*** RAW DATA ***

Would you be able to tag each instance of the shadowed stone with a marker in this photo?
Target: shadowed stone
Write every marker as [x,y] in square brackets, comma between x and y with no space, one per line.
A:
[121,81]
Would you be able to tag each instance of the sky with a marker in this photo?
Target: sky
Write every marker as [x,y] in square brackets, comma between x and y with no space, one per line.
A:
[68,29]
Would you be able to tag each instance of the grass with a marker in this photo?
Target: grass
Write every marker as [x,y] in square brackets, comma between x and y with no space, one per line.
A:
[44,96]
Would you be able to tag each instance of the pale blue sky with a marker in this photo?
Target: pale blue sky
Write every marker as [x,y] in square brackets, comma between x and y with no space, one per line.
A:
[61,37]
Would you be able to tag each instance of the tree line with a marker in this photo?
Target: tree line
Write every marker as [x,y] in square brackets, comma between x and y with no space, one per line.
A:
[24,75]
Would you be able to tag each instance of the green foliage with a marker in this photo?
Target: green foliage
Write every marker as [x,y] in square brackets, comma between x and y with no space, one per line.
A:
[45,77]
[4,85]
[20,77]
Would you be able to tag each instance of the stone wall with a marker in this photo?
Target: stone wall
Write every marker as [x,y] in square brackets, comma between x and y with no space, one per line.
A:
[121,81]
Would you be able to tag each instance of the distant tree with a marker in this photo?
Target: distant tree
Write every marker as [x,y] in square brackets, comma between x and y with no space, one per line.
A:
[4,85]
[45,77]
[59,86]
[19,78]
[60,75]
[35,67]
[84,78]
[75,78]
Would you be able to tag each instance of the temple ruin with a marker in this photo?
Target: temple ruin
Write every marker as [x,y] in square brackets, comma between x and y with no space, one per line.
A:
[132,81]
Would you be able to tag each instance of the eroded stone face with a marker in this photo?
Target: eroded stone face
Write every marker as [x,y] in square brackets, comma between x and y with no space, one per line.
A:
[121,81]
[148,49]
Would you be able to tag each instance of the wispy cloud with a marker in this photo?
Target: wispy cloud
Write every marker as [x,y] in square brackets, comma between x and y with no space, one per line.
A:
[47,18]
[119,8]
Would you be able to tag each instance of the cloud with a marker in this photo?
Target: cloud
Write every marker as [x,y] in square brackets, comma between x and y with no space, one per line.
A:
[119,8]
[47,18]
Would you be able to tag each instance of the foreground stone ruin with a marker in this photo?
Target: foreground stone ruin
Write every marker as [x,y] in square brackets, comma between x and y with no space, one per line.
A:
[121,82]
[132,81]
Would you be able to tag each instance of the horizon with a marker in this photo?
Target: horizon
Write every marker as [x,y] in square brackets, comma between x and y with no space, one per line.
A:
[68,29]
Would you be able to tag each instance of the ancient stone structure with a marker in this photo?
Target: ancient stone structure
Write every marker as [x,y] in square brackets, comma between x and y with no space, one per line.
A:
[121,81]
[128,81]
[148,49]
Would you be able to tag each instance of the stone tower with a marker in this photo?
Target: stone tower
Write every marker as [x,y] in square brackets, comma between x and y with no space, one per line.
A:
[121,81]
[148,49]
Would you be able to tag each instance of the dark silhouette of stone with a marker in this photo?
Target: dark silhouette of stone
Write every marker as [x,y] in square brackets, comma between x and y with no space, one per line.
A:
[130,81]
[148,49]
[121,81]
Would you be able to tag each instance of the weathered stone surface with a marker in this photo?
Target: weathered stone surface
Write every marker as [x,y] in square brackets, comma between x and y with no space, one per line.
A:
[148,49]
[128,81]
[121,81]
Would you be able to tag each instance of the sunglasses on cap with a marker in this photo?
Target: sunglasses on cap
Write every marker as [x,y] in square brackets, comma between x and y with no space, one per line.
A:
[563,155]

*** End of RAW DATA ***

◆ WORK REQUIRED
The answer is the line with "Target: dark silhouette of stone" plus every line after it to the last line of the entries above, copied exactly and with no other lines.

◆ SOLUTION FOR THIS TASK
Target: dark silhouette of stone
Write every marker as [x,y] in square brackets, comma between x and y with no space, one per line.
A:
[130,81]
[148,49]
[121,81]
Would you be able to tag each instance of the weathered stone surface with a marker in this photo?
Target: weathered stone surface
Write every marker as [x,y] in square brackets, comma between x and y with no space, one per line.
A:
[148,49]
[128,81]
[121,81]
Would you be able to tag each instance of the sunglasses on cap with a marker in this photo?
Target: sunglasses on cap
Write every marker as [x,y] in square brackets, comma between x and y with no space, one per line.
A:
[563,155]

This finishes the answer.